» DOCUMENT SEGMENT
============================================================

WP New tool for Incapsula customers: XRAY for improved visibility

Archive

XRAY: Troubleshooting a Reverse Proxy in the Cloud

XRAY: Troubleshooting a Reverse Proxy in the Cloud

Reverse Proxy — a Visibility Liability

A recent study by w3techs shows reverse proxy technology is gaining further adoption among web applications. Since the beginning of 2016 the number of websites using a reverse proxy-based service has steadily grown from 5.5 percent to 8.3 percent, an impressive 51 percent increase in adoption.

 

This architectural design is the core of today’s CDN and web security services.  The many benefits of reverse proxies include

  • Improved performance through caching
  • Enhanced security through a web application firewall (WAF)

On the flip side, there are deficits when it comes to visibility which require the development of new troubleshooting methodologies. In this post, I’d like to focus on the limitations a reverse proxy service introduces when it comes to the ability to troubleshoot production environments and to quickly identify unexpected issues with limited visibility. I’ll also share some of the lessons we learned and what we’ve done to help our customers overcome such challenges. Spoiler alert: It’s called XRAY.

============================================================

» RECORDED INFORMATION
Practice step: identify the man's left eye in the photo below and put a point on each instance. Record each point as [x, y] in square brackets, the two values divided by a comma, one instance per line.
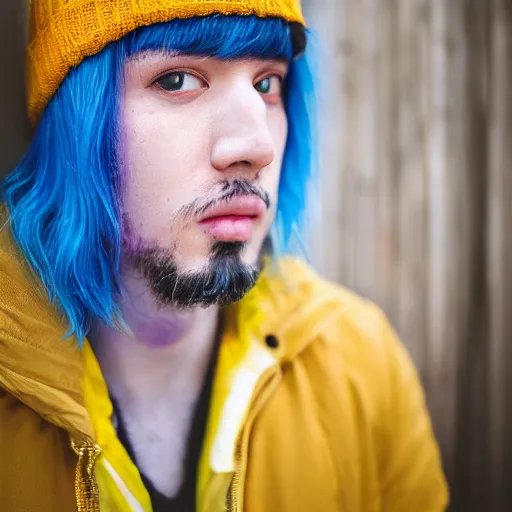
[271, 85]
[180, 81]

============================================================

» WHAT YOU NEED TO DO
Decide whether each statement agrees with the reverse proxy post above. Answer yes or no for each and quote the words of the post that decide it.
1. Since the beginning of 2016, the share of websites using a reverse proxy-based service rose from 5.5 percent to 8.3 percent.
2. Caching is given as a way reverse proxies improve performance.
3. Reverse proxies are said to make troubleshooting easier by improving visibility.

» PROBLEM SOLUTION
1. Yes: "Since the beginning of 2016 the number of websites using a reverse proxy-based service has steadily grown from 5.5 percent to 8.3 percent"
2. Yes: "Improved performance through caching"
3. No: "there are deficits when it comes to visibility which require the development of new troubleshooting methodologies"